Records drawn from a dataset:
···
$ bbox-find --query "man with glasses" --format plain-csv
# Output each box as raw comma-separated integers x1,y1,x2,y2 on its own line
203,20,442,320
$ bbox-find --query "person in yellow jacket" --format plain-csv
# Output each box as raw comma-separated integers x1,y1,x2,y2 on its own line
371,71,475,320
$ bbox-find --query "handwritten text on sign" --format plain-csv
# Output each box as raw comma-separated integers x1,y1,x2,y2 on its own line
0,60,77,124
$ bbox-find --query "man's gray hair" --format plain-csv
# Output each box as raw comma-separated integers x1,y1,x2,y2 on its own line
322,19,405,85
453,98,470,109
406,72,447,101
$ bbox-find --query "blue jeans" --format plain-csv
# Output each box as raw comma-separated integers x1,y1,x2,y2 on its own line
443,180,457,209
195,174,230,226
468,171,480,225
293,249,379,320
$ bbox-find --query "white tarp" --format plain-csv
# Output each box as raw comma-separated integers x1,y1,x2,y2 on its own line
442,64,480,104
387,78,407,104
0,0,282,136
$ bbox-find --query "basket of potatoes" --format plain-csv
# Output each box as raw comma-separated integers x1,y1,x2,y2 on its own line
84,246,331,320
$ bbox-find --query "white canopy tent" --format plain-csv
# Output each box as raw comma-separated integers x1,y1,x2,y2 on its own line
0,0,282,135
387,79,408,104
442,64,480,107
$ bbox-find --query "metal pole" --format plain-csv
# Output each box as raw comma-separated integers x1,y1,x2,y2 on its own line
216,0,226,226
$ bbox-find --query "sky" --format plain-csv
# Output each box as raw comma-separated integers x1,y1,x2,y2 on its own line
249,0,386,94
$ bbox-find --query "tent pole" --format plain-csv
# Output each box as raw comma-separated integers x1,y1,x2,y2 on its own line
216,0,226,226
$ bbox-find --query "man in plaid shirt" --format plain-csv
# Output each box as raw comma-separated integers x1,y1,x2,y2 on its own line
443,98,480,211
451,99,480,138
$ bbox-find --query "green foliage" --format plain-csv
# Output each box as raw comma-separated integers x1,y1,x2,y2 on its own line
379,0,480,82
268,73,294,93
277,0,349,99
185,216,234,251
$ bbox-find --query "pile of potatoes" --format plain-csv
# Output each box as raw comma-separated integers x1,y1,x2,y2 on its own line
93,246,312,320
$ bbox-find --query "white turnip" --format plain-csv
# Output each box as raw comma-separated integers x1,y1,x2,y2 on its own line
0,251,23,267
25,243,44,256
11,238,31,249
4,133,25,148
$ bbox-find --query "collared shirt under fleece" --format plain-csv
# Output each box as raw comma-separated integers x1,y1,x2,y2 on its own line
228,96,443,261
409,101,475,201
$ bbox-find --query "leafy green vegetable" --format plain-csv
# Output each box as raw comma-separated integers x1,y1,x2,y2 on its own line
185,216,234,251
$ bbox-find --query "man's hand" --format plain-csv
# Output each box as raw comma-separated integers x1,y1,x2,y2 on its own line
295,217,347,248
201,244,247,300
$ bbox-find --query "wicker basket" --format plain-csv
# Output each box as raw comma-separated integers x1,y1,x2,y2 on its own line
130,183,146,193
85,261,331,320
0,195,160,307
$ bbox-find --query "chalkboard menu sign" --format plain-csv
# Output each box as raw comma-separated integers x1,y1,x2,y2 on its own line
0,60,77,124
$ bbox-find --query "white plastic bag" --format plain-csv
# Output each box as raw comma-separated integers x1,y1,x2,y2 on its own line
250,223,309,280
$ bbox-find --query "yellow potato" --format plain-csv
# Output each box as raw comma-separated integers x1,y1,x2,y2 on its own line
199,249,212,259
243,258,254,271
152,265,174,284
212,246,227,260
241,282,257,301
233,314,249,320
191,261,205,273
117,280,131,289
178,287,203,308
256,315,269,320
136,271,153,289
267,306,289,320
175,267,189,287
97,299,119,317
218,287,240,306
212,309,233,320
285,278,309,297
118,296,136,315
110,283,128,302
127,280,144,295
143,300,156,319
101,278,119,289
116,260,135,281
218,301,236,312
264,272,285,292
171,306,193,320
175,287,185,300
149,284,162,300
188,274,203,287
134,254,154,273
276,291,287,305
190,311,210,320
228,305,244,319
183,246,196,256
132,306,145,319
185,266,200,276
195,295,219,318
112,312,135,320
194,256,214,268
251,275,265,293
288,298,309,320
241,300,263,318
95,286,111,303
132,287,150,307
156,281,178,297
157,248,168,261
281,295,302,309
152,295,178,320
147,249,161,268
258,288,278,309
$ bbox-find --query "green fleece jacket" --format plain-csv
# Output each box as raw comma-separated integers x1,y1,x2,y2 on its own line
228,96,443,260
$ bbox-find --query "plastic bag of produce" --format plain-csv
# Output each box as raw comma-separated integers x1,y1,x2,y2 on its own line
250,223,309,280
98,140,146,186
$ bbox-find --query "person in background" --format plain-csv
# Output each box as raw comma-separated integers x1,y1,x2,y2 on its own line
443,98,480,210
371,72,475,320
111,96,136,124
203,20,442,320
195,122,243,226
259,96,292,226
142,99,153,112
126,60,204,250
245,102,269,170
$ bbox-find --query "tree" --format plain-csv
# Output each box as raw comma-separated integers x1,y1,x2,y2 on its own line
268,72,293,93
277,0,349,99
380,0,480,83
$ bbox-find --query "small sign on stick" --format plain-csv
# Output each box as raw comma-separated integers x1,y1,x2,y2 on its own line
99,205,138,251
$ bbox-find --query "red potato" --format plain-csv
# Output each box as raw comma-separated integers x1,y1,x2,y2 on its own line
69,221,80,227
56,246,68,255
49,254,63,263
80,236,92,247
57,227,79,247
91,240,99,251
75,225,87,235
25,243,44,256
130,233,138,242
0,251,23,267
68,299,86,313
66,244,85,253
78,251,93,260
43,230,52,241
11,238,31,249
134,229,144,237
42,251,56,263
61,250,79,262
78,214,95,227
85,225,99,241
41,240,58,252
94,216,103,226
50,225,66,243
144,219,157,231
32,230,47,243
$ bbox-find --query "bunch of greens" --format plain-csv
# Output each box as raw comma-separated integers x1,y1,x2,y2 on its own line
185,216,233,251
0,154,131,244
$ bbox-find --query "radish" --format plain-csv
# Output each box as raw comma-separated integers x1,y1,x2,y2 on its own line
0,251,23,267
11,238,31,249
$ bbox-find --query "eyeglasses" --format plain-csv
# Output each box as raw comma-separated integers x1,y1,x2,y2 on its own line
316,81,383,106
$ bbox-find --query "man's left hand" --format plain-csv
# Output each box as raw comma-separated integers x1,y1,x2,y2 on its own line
···
■ **WHAT THE TASK REQUIRES**:
Please find all lines of the entries that hold the string "pole" and copy them.

■ **SOLVED PROBLEM**:
$ bbox-find --query "metal pole" --format plain-csv
$ bbox-find --query "tent pole" --format plain-csv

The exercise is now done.